(RECORD SET)
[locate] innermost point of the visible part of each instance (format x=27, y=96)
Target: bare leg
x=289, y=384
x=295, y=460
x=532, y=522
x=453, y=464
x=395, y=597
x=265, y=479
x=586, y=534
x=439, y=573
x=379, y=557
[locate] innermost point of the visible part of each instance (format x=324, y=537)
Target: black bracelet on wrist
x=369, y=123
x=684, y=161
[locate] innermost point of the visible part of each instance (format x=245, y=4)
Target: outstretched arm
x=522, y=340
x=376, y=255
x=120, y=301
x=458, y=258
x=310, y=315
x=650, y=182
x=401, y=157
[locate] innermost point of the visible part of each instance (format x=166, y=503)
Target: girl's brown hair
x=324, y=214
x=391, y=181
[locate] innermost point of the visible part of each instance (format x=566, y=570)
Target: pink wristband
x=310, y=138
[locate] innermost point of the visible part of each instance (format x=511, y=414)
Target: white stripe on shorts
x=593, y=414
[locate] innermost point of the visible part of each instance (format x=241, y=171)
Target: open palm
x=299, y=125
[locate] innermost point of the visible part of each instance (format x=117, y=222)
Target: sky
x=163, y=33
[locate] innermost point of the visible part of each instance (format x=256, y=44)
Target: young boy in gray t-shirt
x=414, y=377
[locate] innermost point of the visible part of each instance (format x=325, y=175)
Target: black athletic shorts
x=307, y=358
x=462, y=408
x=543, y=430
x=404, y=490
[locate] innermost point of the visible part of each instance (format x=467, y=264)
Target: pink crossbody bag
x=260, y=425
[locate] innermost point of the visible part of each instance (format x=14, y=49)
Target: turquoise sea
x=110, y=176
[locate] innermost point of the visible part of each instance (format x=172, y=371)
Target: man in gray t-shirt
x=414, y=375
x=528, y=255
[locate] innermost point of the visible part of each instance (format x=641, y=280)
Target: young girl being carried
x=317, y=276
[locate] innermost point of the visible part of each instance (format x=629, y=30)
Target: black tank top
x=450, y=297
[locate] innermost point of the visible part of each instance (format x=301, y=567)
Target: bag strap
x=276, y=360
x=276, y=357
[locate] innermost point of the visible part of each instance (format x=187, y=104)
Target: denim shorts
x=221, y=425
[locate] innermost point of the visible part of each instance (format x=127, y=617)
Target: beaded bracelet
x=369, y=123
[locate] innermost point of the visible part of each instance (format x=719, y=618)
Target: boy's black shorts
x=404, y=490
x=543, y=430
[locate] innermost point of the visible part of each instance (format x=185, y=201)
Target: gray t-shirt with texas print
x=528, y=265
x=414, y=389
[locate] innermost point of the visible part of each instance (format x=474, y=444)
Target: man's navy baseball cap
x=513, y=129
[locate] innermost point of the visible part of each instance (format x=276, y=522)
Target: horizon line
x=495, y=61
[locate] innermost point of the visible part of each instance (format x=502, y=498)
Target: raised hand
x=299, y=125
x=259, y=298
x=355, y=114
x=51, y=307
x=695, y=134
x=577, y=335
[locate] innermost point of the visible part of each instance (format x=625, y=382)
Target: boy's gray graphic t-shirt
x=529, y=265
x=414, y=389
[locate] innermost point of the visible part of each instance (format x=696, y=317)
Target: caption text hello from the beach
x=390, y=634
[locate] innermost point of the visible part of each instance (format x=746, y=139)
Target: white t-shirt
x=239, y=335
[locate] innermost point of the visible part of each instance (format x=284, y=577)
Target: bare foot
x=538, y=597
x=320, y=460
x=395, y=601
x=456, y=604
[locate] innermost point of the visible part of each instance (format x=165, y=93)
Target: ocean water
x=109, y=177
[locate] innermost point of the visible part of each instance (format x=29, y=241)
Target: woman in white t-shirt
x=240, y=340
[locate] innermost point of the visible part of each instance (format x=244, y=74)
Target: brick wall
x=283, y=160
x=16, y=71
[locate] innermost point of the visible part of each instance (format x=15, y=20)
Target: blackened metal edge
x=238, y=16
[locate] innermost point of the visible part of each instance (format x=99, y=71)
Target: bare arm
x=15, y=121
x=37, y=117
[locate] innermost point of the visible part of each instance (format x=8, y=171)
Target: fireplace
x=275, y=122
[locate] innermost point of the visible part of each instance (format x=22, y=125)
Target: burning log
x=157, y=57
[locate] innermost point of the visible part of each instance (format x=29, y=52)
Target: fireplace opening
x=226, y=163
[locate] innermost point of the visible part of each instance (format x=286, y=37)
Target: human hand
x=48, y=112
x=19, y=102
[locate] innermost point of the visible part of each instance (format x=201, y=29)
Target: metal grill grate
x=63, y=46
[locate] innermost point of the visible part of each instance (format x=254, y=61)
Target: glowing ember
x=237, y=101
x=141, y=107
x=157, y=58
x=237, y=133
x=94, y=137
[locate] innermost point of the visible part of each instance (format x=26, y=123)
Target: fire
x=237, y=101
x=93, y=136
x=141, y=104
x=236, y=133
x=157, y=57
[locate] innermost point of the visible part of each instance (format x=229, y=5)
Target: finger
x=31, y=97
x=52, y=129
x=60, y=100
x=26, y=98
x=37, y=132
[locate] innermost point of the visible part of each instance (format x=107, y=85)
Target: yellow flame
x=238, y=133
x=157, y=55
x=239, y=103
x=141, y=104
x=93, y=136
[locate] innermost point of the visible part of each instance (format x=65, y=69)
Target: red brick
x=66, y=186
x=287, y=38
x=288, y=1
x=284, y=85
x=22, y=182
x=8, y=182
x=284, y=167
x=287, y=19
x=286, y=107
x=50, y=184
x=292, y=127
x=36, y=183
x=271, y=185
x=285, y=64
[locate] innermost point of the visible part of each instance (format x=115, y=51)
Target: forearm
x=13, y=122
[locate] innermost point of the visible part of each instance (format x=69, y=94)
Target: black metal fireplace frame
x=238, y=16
(End RECORD SET)
WORK INSTRUCTIONS: Only one part of the material above is to be transcribed, namely the lines starting with the line that has "(format x=286, y=37)" and going on through the line that has "(format x=65, y=69)", exactly as they stand.

ANSWER BOX:
[locate] innermost point of the visible part of each instance (format x=286, y=37)
Target: human hand
x=48, y=112
x=19, y=102
[locate] innermost point of the visible part of each instance (format x=201, y=29)
Target: metal grill grate
x=63, y=46
[locate] innermost point of the visible part of each instance (format x=254, y=61)
Target: glowing ember
x=237, y=101
x=141, y=107
x=157, y=58
x=237, y=133
x=94, y=137
[locate] innermost point of the visible part of each instance (format x=26, y=123)
Target: fire
x=237, y=101
x=93, y=136
x=141, y=104
x=236, y=133
x=157, y=57
[locate] innermost point of the visible part of each instance (format x=229, y=5)
Target: finger
x=31, y=97
x=52, y=129
x=60, y=100
x=26, y=98
x=37, y=132
[locate] innermost point of the visible part of each instance (format x=107, y=85)
Target: yellow flame
x=238, y=133
x=157, y=55
x=239, y=103
x=141, y=104
x=93, y=136
[locate] innermost point of the visible part of each instance (format x=65, y=69)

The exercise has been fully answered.